**TEXT TO READ**
——————————
In this piece, I want to share my perspective on where automotive market research is getting it right, where it is falling dangerously short, and what a more sophisticated research agenda for this industry should look like in 2024 and beyond.

The EV Transition: Why Consumer Research Has Struggled to Keep Pace

The most glaring gap in automotive market research over the past three years has been the persistent disconnect between stated consumer preferences for electric vehicles and actual purchasing behavior. Survey after survey — including large-scale studies by J.D. Power, McKinsey's Global Automotive Consumer Study, and Deloitte's annual survey of over 26,000 consumers across 25 markets — consistently found strong stated purchase intent for EVs. Yet when market forecasters translated these preference scores into demand projections, many significantly overestimated near-term adoption rates in key markets including the United States and Germany.

Why? Because the standard attitudinal survey instruments used to measure EV purchase intent failed to adequately weight the friction factors that dominate actual purchase decisions:

  • Range anxiety and charging infrastructure availability — which operates as a powerful psychological barrier even when rational analysis suggests it is manageable for most use cases
  • Total cost of ownership complexity — consumers systematically underestimate fuel and maintenance savings in the absence of well-designed decision tools
  • The lease vs. purchase calculus — in markets where EV residual values remain uncertain, leasing economics often make more consumer sense, but surveys rarely model financing structure as a variable
  • Inventory and delivery timeline reality — during 2021–2023, supply constraints meant that stated intent could not convert to purchase regardless of willingness
"Intent research without friction modeling is not consumer research — it is consumer aspiration research. The two are very different inputs for business planning."
——————————
**EXTRACTED MATERIAL**
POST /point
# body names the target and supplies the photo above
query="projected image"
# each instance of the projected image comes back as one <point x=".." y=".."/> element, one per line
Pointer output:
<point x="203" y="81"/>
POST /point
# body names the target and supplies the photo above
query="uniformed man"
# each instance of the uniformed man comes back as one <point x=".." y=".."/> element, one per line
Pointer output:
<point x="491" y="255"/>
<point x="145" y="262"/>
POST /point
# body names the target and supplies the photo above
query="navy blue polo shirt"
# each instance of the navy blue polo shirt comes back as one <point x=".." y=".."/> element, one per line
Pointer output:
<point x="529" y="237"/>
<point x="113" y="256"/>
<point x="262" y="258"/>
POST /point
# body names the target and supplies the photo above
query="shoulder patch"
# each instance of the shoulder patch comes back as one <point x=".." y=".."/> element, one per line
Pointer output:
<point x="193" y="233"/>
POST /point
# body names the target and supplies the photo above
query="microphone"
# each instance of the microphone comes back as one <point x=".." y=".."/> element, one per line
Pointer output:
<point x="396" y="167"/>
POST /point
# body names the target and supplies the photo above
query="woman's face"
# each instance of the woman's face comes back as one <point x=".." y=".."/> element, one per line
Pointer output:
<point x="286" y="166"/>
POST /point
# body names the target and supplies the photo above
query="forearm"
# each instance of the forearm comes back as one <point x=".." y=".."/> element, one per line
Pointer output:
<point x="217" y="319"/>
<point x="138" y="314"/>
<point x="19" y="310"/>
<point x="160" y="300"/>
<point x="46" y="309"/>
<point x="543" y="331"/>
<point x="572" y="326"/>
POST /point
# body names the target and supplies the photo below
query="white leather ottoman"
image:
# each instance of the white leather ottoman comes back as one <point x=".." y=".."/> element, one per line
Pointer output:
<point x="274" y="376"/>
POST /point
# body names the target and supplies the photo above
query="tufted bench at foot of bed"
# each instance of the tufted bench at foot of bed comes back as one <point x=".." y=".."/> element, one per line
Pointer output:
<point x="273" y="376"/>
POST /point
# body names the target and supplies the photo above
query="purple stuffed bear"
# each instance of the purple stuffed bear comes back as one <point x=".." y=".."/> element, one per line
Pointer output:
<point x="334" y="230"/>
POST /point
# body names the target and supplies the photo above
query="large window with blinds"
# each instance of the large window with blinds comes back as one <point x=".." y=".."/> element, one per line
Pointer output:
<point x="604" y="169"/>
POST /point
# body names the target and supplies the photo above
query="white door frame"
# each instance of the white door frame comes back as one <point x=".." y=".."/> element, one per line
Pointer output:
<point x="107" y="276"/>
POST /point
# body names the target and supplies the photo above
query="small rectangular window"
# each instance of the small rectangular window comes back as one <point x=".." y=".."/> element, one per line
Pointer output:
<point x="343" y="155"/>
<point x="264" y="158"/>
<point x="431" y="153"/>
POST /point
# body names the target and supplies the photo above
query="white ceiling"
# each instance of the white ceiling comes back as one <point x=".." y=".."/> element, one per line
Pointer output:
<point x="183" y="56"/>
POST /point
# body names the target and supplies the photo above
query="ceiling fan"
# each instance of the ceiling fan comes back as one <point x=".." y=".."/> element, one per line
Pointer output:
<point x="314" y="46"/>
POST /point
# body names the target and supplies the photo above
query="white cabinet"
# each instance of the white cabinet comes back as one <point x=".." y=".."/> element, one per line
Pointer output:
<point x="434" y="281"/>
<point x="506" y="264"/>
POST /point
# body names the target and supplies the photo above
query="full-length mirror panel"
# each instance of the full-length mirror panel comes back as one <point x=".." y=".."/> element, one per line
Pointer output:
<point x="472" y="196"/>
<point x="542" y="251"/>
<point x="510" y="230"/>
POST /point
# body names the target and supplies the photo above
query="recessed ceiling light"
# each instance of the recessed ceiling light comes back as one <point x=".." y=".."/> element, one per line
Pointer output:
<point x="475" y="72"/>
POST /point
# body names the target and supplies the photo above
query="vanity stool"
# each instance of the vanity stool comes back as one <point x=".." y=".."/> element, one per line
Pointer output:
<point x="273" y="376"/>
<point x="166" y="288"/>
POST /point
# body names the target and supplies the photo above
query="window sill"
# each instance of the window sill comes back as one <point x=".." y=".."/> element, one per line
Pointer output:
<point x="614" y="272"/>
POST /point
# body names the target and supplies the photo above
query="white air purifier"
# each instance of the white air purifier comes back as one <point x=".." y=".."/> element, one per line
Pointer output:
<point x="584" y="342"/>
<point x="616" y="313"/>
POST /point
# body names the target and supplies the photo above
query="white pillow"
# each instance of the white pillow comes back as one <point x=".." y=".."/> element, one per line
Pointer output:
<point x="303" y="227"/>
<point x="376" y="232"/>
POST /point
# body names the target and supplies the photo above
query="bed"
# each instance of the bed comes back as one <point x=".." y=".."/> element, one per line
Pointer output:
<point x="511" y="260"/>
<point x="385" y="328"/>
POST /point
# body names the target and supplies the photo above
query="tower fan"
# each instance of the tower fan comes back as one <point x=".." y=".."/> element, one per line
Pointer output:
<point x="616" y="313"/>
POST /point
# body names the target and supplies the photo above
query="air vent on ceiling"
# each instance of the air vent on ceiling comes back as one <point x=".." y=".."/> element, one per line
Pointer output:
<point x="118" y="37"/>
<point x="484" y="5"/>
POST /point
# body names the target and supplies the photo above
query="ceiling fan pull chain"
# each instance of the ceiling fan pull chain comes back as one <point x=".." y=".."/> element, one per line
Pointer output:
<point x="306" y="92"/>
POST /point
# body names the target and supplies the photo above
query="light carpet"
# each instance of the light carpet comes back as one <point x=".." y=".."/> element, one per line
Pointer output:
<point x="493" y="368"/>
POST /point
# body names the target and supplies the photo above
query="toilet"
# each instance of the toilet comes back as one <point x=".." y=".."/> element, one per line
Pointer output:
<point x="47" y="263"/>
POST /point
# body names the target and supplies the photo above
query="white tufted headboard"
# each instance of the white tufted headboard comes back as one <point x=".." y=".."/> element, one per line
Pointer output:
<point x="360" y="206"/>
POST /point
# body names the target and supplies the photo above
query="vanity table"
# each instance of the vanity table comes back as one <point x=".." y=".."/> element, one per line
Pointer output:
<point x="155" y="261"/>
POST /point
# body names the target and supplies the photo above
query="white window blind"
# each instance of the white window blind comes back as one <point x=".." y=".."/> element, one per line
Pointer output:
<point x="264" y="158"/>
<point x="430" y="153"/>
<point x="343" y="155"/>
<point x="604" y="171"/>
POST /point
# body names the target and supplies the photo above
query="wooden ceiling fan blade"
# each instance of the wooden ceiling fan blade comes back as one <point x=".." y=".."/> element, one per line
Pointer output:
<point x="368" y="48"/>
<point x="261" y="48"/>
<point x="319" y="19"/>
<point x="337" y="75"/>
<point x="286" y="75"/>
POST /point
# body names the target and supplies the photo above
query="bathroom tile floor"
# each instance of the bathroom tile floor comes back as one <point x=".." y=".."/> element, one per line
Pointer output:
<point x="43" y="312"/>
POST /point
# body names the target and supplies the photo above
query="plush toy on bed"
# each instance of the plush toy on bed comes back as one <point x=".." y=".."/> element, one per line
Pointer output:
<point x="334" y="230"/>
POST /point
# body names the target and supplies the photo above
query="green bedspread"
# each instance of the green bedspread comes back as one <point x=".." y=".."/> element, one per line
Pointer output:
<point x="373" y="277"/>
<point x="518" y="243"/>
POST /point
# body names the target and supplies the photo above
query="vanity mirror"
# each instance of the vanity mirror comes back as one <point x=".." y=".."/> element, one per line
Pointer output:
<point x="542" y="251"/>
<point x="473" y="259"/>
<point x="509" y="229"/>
——————————
**PROBLEM SET**
**a)** Which friction factors does the text on automotive market research say the standard EV survey instruments failed to weight adequately?
**b)** In the text on automotive market research, how many consumers and markets does Deloitte's annual survey cover?

**EXERCISE RESULTS**
**a)**
- Range anxiety and charging infrastructure availability
- Total cost of ownership complexity
- The lease vs. purchase calculus
- Inventory and delivery timeline reality

**b)** Over 26,000 consumers across 25 markets.